Your task is to repeat all of the material exactly.

(Data extracted from a collection)
....
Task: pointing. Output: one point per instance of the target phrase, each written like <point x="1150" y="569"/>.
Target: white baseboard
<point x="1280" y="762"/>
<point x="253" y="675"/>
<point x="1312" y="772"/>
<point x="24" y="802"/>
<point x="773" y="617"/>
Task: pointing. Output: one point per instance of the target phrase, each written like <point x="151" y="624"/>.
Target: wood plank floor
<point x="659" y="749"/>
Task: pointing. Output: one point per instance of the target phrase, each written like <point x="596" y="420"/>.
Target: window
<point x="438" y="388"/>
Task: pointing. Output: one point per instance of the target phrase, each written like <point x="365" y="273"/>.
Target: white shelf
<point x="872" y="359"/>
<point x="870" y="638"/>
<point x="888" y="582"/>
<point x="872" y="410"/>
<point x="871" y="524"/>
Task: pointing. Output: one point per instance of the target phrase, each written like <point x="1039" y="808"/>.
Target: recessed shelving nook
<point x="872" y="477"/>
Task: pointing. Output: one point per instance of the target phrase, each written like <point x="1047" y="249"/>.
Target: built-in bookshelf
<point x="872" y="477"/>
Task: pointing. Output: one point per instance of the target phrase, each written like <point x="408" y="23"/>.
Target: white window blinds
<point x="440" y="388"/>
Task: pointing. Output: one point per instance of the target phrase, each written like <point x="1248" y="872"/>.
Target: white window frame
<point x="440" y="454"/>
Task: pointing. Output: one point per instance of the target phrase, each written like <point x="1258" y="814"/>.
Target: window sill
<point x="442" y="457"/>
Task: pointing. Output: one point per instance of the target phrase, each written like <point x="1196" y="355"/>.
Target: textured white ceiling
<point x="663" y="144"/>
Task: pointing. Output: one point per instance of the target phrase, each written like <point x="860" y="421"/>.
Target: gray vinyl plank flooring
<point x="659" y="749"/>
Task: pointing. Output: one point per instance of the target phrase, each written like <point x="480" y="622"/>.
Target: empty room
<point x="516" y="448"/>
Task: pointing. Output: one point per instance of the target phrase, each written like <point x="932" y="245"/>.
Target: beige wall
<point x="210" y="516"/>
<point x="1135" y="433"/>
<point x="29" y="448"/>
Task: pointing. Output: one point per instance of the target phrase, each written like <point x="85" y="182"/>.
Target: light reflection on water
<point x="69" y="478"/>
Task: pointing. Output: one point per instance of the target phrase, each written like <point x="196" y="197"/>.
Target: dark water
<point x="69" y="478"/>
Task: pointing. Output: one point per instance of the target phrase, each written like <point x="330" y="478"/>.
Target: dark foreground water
....
> [PROBLEM SOLUTION]
Task: pointing. Output: one point per instance of the target phrase, each written like <point x="1150" y="569"/>.
Target: white baseboard
<point x="1280" y="762"/>
<point x="253" y="675"/>
<point x="1312" y="772"/>
<point x="24" y="802"/>
<point x="773" y="617"/>
Task: pointing. Output: one point per instance of the target phrase, each written like <point x="151" y="624"/>.
Target: wood plank floor
<point x="659" y="749"/>
Task: pointing. Output: one point per instance of the target phrase, each written like <point x="596" y="420"/>.
Target: window
<point x="438" y="388"/>
Task: pointing. Output: one point per instance of the target phrase, each written like <point x="365" y="273"/>.
Target: white shelf
<point x="872" y="359"/>
<point x="870" y="638"/>
<point x="888" y="582"/>
<point x="872" y="410"/>
<point x="871" y="524"/>
Task: pointing. Output: one point per instance of the target phrase, each written like <point x="1039" y="808"/>.
Target: recessed shelving nook
<point x="872" y="477"/>
Task: pointing. Output: one point per instance of the target phrase, each written like <point x="1047" y="249"/>.
Target: built-in bookshelf
<point x="872" y="477"/>
Task: pointing. Output: one point per instance of the target phrase, each written like <point x="408" y="23"/>.
Target: white window blinds
<point x="440" y="388"/>
Task: pointing. Output: one point per instance of the target phrase, each written like <point x="1248" y="872"/>.
Target: white window frame
<point x="440" y="454"/>
Task: pointing. Output: one point per instance of the target phrase, each written like <point x="1258" y="814"/>.
Target: window sill
<point x="442" y="457"/>
Task: pointing. Output: one point per instance of the target phrase, each written like <point x="1196" y="355"/>.
Target: textured white ceiling
<point x="663" y="144"/>
Task: pointing. Output: one point per instance of the target phrase, each written like <point x="860" y="421"/>.
Target: gray vinyl plank flooring
<point x="659" y="749"/>
Task: pointing. Output: one point per instance of the target phrase, each written like <point x="480" y="622"/>.
Target: empty room
<point x="516" y="448"/>
Task: pointing. Output: one point per instance of the target phrase, each written like <point x="932" y="245"/>.
Target: beige wall
<point x="210" y="516"/>
<point x="1135" y="433"/>
<point x="29" y="448"/>
Task: pointing. Output: one point per instance of the target phrase, each written like <point x="85" y="182"/>.
Target: light reflection on water
<point x="69" y="478"/>
Task: pointing. Output: one point per instance of the target phrase, each written like <point x="196" y="197"/>.
Target: dark water
<point x="69" y="478"/>
Task: pointing. Output: one point per instance of the target phrase, each written like <point x="330" y="478"/>.
Target: dark foreground water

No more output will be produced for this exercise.